Segment Start: The data

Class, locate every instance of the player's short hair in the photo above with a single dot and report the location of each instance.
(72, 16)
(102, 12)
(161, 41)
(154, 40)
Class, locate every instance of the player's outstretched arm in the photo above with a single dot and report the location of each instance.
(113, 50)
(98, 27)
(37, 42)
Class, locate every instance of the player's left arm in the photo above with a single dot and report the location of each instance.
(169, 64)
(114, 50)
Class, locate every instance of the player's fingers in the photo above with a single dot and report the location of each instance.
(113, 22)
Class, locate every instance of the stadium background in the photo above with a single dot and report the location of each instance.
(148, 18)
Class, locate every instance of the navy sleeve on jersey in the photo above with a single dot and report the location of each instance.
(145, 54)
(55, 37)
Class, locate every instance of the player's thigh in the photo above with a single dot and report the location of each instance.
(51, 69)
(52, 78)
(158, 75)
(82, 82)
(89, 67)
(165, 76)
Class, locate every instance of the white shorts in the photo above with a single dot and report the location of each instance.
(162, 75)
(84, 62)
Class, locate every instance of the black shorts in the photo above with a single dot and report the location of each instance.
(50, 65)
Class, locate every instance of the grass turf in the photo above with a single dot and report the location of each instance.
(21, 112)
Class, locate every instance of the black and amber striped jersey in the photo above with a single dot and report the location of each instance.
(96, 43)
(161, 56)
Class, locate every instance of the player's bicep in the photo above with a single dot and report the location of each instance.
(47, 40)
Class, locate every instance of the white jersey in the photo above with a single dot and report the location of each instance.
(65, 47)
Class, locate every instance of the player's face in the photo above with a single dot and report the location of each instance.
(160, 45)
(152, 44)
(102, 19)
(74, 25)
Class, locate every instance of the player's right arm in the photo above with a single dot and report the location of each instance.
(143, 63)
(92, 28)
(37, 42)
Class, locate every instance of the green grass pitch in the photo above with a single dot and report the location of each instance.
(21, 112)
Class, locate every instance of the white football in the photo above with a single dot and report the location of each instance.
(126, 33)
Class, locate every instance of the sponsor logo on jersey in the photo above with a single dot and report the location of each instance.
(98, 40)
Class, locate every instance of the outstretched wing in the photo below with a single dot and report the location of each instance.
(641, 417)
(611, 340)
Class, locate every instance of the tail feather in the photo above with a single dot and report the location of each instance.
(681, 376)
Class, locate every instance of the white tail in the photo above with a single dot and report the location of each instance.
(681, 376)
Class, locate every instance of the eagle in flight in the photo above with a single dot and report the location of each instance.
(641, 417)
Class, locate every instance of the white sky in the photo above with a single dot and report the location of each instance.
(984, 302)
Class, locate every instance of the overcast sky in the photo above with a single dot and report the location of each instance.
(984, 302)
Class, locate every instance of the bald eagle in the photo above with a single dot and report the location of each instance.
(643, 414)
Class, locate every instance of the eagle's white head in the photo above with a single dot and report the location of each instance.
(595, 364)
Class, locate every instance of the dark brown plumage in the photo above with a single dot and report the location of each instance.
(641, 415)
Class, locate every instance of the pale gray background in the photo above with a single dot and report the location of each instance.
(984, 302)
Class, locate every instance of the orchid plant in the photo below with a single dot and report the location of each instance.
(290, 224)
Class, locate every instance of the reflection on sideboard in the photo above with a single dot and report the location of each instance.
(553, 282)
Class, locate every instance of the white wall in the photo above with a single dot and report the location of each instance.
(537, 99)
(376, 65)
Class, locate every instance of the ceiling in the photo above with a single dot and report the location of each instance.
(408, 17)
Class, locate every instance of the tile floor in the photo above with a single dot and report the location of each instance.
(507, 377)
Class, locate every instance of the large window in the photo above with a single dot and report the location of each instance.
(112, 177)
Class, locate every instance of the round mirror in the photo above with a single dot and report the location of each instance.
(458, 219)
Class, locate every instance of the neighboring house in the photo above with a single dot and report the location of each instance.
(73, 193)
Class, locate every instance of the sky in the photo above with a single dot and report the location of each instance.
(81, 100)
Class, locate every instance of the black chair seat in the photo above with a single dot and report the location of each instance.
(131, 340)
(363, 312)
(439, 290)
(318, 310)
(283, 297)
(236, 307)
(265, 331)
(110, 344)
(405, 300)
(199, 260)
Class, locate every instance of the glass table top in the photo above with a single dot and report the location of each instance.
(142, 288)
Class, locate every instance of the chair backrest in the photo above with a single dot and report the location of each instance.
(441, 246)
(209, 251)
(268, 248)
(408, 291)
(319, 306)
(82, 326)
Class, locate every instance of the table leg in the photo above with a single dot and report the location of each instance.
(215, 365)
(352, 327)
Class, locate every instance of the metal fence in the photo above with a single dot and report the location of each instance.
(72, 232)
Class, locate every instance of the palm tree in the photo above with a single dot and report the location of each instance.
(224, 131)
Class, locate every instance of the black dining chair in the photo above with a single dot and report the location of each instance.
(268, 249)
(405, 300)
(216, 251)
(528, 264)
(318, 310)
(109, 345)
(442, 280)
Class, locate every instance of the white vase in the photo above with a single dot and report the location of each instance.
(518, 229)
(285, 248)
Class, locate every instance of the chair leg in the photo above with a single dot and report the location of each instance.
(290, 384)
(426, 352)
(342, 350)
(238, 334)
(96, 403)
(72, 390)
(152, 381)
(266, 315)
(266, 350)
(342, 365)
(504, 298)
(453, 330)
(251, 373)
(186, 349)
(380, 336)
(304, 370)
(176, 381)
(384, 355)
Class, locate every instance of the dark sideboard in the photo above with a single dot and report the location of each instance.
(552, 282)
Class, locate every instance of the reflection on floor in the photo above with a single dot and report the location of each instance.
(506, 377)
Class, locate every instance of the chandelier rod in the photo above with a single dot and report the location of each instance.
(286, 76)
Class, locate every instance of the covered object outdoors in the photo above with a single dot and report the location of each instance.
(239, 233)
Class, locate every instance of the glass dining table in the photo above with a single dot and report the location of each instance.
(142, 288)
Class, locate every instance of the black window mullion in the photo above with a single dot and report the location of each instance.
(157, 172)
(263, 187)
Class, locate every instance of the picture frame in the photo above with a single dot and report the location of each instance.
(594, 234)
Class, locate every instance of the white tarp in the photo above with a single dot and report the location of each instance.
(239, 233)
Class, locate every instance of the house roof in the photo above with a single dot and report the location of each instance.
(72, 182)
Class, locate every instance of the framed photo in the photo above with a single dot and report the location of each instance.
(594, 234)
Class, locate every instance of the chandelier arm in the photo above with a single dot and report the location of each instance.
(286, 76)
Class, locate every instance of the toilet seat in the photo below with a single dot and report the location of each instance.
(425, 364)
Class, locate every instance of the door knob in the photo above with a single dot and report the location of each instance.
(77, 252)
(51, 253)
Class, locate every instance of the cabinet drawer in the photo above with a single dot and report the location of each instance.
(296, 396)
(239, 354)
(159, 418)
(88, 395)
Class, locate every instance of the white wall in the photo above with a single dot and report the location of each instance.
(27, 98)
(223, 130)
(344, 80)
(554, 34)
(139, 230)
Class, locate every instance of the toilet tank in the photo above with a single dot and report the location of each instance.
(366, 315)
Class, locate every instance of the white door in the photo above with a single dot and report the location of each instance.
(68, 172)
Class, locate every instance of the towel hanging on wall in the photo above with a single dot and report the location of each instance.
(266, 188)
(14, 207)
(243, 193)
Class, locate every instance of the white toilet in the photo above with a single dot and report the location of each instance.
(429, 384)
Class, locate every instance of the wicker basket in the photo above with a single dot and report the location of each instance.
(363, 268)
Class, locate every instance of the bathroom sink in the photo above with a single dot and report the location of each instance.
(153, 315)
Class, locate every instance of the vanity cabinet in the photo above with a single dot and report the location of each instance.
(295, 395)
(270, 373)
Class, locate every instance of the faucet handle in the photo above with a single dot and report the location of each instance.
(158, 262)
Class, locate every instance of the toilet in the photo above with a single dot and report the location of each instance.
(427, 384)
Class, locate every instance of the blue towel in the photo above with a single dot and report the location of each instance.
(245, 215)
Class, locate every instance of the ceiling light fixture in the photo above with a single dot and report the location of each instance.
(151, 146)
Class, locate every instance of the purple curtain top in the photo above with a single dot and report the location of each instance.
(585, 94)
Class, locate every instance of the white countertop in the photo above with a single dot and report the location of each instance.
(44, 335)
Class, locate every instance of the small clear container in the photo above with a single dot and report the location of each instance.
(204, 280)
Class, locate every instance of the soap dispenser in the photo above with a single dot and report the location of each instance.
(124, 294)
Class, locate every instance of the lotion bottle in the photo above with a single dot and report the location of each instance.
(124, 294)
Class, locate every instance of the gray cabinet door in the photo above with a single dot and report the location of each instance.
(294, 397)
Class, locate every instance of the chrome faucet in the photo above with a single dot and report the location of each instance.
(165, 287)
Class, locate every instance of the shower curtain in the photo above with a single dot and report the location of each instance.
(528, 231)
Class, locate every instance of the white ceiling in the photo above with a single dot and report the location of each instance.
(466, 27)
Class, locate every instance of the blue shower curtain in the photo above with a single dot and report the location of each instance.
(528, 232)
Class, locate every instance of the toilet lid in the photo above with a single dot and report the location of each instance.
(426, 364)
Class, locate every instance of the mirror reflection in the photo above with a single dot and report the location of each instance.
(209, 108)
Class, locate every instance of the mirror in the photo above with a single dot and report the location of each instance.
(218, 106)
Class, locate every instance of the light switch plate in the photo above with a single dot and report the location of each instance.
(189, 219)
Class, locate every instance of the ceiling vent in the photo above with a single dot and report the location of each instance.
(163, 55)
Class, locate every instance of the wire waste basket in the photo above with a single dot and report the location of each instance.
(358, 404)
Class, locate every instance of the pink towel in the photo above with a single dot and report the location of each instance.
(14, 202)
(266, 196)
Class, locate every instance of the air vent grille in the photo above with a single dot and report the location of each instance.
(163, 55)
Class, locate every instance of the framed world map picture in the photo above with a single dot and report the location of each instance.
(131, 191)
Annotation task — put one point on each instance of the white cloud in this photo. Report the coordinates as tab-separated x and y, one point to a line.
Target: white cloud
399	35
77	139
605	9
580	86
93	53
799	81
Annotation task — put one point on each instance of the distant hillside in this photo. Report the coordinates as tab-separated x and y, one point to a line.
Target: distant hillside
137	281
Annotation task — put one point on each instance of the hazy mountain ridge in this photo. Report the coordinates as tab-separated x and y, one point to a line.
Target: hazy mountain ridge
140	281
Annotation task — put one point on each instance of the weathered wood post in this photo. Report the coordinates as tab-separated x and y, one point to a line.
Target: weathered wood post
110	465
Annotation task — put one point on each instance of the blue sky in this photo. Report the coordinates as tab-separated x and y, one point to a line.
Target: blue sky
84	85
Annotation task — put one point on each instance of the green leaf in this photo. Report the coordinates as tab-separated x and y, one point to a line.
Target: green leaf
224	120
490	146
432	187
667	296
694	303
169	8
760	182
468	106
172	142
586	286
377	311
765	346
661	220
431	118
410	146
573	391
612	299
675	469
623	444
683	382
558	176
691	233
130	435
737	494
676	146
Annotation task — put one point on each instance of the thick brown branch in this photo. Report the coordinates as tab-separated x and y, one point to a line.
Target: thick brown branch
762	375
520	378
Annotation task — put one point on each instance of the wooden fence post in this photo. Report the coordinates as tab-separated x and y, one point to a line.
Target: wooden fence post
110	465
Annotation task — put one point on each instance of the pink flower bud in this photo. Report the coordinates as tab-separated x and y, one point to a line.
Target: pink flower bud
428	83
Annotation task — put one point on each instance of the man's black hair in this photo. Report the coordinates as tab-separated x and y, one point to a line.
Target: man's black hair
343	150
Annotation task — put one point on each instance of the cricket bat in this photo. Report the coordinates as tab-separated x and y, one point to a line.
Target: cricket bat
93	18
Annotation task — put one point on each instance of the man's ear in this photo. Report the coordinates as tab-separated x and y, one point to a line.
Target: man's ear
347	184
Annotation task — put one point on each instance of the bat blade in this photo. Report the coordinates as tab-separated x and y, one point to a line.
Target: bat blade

Segment End: The data

:: Task brief ::
Collect the lines of the data that carry the word "blade".

:: Expected output ::
Annotation task — put one point on each instance of the bat blade in this photo. Report the coordinates as tab-separated x and y, one point to a line.
Target: bat blade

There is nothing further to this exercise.